__Goal__
Update the entries below by replacing every occurrence of "bonnet" with "hood", leaving everything else unchanged.
^^^^^^^^^^^^^^^^
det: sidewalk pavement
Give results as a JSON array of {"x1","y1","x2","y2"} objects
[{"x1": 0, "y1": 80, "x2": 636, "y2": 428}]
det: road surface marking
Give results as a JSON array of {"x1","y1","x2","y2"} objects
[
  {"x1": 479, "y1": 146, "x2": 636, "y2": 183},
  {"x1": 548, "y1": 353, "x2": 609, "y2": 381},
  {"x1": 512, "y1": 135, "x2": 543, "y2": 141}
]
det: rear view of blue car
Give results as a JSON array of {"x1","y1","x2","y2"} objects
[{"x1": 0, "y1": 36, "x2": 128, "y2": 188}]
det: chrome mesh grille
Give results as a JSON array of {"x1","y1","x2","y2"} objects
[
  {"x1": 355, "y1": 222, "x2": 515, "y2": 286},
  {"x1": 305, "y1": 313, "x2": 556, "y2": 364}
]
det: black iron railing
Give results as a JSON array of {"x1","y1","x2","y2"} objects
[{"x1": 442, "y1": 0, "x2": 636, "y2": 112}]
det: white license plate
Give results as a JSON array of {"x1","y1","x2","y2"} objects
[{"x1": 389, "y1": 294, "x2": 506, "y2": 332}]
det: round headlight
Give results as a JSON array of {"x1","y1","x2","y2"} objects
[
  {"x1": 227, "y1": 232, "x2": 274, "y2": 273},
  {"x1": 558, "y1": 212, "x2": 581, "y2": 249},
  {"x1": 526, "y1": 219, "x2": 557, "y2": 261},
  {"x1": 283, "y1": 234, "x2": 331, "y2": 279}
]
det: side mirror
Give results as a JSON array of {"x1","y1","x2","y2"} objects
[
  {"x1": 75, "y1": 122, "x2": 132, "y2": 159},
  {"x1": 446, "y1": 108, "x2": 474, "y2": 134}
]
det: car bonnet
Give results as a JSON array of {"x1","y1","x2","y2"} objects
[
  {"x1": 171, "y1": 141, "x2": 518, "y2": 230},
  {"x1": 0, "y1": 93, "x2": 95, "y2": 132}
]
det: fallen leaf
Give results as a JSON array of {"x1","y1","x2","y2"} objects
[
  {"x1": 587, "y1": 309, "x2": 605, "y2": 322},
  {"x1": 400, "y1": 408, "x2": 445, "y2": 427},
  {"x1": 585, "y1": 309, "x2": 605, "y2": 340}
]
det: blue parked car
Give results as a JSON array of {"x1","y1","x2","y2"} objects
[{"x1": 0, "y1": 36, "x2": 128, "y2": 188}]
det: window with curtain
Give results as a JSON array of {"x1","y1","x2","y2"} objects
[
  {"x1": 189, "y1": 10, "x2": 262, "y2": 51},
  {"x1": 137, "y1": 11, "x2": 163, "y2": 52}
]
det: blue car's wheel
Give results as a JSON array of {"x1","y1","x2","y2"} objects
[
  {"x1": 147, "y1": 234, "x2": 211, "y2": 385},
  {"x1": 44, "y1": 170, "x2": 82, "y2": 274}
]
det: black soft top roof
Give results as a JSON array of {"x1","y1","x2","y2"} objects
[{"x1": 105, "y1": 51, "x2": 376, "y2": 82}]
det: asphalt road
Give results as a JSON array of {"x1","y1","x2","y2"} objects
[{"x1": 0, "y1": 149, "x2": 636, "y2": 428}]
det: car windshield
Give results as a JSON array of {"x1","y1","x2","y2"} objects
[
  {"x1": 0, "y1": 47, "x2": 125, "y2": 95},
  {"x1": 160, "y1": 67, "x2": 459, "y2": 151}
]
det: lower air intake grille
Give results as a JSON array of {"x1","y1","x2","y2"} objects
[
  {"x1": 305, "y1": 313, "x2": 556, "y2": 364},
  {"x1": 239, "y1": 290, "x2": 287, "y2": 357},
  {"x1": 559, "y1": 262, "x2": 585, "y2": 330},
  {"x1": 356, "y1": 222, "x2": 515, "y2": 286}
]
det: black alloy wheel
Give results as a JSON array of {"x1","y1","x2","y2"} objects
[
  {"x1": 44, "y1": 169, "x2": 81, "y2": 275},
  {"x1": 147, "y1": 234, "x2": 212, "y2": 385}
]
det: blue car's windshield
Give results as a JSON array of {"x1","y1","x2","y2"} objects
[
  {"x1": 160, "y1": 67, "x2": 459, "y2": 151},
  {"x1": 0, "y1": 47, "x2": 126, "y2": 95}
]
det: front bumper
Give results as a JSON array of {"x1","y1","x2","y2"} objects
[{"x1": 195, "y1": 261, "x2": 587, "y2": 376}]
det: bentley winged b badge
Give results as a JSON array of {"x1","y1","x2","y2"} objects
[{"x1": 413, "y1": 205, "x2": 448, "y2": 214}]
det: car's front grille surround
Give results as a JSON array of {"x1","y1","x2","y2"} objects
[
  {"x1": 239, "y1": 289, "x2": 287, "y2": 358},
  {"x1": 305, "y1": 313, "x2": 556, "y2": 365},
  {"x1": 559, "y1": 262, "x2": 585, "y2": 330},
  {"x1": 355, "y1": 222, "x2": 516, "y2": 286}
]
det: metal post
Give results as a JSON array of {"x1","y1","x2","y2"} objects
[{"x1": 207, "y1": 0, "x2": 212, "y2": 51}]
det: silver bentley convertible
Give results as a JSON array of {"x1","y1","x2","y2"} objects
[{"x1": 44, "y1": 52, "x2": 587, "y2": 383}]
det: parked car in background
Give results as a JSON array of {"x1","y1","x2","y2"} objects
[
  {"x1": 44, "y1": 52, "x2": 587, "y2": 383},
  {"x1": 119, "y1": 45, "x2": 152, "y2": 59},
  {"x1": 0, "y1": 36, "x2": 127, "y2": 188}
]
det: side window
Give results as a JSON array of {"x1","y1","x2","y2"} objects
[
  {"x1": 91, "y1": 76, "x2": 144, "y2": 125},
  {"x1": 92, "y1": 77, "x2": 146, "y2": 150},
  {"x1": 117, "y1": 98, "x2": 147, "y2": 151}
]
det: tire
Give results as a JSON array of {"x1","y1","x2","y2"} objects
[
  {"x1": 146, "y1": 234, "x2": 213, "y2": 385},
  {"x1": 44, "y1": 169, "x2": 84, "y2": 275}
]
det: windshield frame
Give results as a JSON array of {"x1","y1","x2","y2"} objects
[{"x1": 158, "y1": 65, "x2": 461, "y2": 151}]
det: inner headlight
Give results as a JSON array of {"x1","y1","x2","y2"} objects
^^^^^^^^^^^^^^^^
__Worked answer__
det: sidewalk pavement
Give results as a JSON array of {"x1","y1","x2","y2"} objects
[{"x1": 0, "y1": 80, "x2": 636, "y2": 428}]
det: road surface marking
Give results as a JSON array of {"x1","y1","x2","y2"} objects
[
  {"x1": 479, "y1": 146, "x2": 636, "y2": 183},
  {"x1": 548, "y1": 353, "x2": 609, "y2": 381},
  {"x1": 512, "y1": 135, "x2": 543, "y2": 141}
]
det: rear view of blue car
Give results as a JSON array of {"x1","y1","x2","y2"} objects
[{"x1": 0, "y1": 36, "x2": 128, "y2": 188}]
det: chrome mesh grille
Give results as a JSON array of {"x1","y1","x2","y2"} objects
[
  {"x1": 355, "y1": 222, "x2": 515, "y2": 286},
  {"x1": 305, "y1": 313, "x2": 556, "y2": 364}
]
det: black iron railing
Give results as a JSON array of {"x1","y1","x2","y2"} objects
[{"x1": 442, "y1": 0, "x2": 636, "y2": 112}]
det: white license plate
Give results as a JSON array of {"x1","y1","x2","y2"} objects
[{"x1": 389, "y1": 294, "x2": 506, "y2": 332}]
det: round headlight
Give results as a JSON array of {"x1","y1","x2","y2"} objects
[
  {"x1": 227, "y1": 232, "x2": 274, "y2": 273},
  {"x1": 558, "y1": 212, "x2": 581, "y2": 249},
  {"x1": 526, "y1": 219, "x2": 557, "y2": 261},
  {"x1": 283, "y1": 234, "x2": 331, "y2": 279}
]
det: side mirror
Give results as a JSON array of {"x1","y1","x2","y2"} objects
[
  {"x1": 75, "y1": 122, "x2": 132, "y2": 159},
  {"x1": 446, "y1": 108, "x2": 474, "y2": 134}
]
det: car hood
Give results as a JSON array of {"x1","y1","x2","y2"} objects
[
  {"x1": 171, "y1": 141, "x2": 518, "y2": 230},
  {"x1": 0, "y1": 93, "x2": 95, "y2": 132}
]
det: fallen leaf
Give results as a JSON array of {"x1","y1","x2","y2"} objects
[
  {"x1": 587, "y1": 309, "x2": 605, "y2": 322},
  {"x1": 400, "y1": 408, "x2": 445, "y2": 427},
  {"x1": 585, "y1": 309, "x2": 605, "y2": 340}
]
det: blue parked car
Give results as a JSON array of {"x1","y1","x2","y2"} objects
[{"x1": 0, "y1": 36, "x2": 128, "y2": 188}]
det: window with curtain
Give results as a JSON array of {"x1","y1","x2","y2"} objects
[
  {"x1": 189, "y1": 10, "x2": 262, "y2": 51},
  {"x1": 137, "y1": 11, "x2": 163, "y2": 52}
]
det: blue car's wheel
Give results as a JSON array of {"x1","y1","x2","y2"} objects
[
  {"x1": 147, "y1": 234, "x2": 211, "y2": 385},
  {"x1": 44, "y1": 170, "x2": 82, "y2": 274}
]
det: black soft top roof
Give results as a JSON array of {"x1","y1","x2","y2"} objects
[{"x1": 105, "y1": 51, "x2": 376, "y2": 82}]
det: asphalt road
Give results as a JSON array of {"x1","y1","x2","y2"} objects
[{"x1": 0, "y1": 149, "x2": 636, "y2": 428}]
det: car windshield
Give results as a JSON array of {"x1","y1","x2","y2"} objects
[
  {"x1": 0, "y1": 47, "x2": 125, "y2": 95},
  {"x1": 160, "y1": 67, "x2": 459, "y2": 151}
]
det: lower air intake grille
Give results as a JSON array of {"x1","y1","x2","y2"} objects
[
  {"x1": 305, "y1": 313, "x2": 556, "y2": 364},
  {"x1": 239, "y1": 290, "x2": 287, "y2": 357},
  {"x1": 559, "y1": 262, "x2": 585, "y2": 330},
  {"x1": 356, "y1": 222, "x2": 515, "y2": 286}
]
det: black alloy wheel
Give results as a JSON array of {"x1","y1","x2","y2"} objects
[
  {"x1": 44, "y1": 169, "x2": 81, "y2": 275},
  {"x1": 147, "y1": 234, "x2": 212, "y2": 385}
]
det: blue car's windshield
Give results as a JSON array of {"x1","y1","x2","y2"} objects
[
  {"x1": 160, "y1": 67, "x2": 459, "y2": 151},
  {"x1": 0, "y1": 47, "x2": 126, "y2": 95}
]
det: front bumper
Give results as a JSON array of {"x1","y1","x2","y2"} objects
[{"x1": 195, "y1": 261, "x2": 587, "y2": 376}]
det: bentley winged b badge
Give results as a JSON array of {"x1","y1","x2","y2"} objects
[{"x1": 413, "y1": 205, "x2": 448, "y2": 214}]
det: car's front grille surround
Give results as a JSON array of {"x1","y1","x2","y2"} objects
[
  {"x1": 239, "y1": 289, "x2": 287, "y2": 358},
  {"x1": 305, "y1": 313, "x2": 556, "y2": 365},
  {"x1": 559, "y1": 262, "x2": 585, "y2": 330},
  {"x1": 355, "y1": 222, "x2": 516, "y2": 286}
]
det: metal post
Give results as a JSON array of {"x1","y1","x2","y2"} objects
[{"x1": 207, "y1": 0, "x2": 212, "y2": 51}]
det: silver bentley convertible
Give results as a JSON array of {"x1","y1","x2","y2"} objects
[{"x1": 44, "y1": 52, "x2": 587, "y2": 383}]
det: parked car in background
Give results as a JSON array of {"x1","y1","x2","y2"} objects
[
  {"x1": 44, "y1": 52, "x2": 587, "y2": 383},
  {"x1": 119, "y1": 45, "x2": 152, "y2": 59},
  {"x1": 0, "y1": 36, "x2": 127, "y2": 188}
]
det: side window
Give results as a JSON array of {"x1","y1","x2","y2"} objects
[
  {"x1": 91, "y1": 76, "x2": 144, "y2": 125},
  {"x1": 92, "y1": 77, "x2": 146, "y2": 150},
  {"x1": 117, "y1": 98, "x2": 147, "y2": 151}
]
det: tire
Give results as a JSON array of {"x1","y1","x2","y2"} objects
[
  {"x1": 146, "y1": 234, "x2": 213, "y2": 385},
  {"x1": 44, "y1": 169, "x2": 84, "y2": 275}
]
det: windshield frame
Give results as a JSON array of {"x1","y1","x2","y2"} objects
[{"x1": 158, "y1": 65, "x2": 461, "y2": 151}]
det: inner headlight
Give results as a JSON array of {"x1","y1","x2","y2"} objects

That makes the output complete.